What you need to do
The required output is a copy of each line in the material below that includes "marble".

Data records
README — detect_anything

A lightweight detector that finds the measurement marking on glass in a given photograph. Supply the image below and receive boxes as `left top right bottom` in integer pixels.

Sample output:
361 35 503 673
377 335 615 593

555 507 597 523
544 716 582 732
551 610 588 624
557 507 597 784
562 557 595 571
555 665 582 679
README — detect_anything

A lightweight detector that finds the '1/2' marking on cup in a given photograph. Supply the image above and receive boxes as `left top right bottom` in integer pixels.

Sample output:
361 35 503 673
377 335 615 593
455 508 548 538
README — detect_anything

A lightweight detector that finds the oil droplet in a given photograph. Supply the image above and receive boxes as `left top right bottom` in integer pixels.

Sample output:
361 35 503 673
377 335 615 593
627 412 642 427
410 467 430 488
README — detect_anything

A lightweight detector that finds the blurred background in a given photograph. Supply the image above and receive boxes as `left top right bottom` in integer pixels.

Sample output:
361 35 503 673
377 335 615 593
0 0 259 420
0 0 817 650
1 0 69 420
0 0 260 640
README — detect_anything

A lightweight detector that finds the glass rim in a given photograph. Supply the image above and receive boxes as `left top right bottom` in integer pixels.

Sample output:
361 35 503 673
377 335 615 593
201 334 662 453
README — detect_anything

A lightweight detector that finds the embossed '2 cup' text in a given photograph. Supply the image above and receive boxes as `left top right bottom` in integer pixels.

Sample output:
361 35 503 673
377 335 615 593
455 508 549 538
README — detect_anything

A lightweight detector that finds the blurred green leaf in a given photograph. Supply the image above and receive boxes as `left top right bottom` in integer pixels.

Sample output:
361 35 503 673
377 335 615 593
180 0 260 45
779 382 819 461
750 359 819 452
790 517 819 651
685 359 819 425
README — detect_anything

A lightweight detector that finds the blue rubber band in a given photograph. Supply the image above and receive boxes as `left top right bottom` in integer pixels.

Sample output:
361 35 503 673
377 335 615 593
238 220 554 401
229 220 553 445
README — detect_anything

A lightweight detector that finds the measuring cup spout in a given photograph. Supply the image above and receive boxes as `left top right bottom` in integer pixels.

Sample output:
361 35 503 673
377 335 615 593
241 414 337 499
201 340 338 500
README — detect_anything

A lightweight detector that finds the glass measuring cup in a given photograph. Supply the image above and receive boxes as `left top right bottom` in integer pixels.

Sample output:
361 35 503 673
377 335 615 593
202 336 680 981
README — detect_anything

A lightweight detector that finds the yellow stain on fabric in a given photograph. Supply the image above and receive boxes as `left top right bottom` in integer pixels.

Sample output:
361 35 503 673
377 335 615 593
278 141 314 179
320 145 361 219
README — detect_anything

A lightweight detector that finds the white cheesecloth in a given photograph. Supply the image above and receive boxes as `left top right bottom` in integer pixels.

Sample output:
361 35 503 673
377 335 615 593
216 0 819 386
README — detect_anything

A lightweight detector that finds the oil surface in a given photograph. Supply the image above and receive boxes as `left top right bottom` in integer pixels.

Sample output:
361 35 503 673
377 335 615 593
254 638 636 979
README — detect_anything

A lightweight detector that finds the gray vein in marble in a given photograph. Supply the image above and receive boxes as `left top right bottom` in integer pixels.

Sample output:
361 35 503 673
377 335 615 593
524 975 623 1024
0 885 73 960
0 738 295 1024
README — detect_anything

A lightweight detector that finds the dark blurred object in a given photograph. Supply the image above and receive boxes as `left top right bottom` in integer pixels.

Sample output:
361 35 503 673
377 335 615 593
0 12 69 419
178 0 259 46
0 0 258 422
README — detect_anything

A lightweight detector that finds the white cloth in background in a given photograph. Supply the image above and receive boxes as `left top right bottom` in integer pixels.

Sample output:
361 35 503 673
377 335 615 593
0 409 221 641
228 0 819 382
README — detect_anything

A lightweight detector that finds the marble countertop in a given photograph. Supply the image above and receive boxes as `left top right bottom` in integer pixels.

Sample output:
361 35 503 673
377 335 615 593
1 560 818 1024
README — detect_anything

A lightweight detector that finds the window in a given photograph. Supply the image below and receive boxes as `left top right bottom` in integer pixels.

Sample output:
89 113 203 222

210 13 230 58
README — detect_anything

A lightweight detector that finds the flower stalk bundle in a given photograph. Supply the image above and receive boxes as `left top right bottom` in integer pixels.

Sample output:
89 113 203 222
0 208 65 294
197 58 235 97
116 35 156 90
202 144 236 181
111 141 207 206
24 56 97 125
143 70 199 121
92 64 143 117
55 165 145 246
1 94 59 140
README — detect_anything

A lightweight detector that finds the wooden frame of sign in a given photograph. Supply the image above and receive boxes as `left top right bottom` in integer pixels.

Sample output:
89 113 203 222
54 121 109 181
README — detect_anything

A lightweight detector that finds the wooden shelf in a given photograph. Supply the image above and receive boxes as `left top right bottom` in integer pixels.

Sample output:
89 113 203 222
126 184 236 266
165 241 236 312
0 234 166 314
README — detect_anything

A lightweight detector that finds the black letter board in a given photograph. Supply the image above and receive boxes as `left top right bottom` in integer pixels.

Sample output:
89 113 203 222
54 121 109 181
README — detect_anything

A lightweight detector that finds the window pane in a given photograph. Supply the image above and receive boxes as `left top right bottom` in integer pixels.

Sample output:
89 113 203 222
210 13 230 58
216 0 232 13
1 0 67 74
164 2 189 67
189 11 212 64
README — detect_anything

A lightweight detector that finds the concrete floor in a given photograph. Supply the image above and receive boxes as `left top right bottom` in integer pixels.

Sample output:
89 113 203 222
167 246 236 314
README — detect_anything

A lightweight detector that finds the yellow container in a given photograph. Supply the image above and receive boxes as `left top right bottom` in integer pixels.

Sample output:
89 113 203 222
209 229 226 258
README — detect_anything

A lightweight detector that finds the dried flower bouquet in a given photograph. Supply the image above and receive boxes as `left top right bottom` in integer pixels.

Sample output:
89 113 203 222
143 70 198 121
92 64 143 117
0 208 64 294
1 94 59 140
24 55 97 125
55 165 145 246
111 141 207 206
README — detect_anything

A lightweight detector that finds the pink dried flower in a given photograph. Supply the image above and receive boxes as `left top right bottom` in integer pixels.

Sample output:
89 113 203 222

Solved problem
A lightweight detector that finds the gray vein in marble in a given photograph. Supply the image above and receive boxes as `left top right bottom` in integer pixels.
A lightweight detector that finds the marble countertop in a given photograph. Supply the image above and receive boxes as `left top right bottom` in integer pixels.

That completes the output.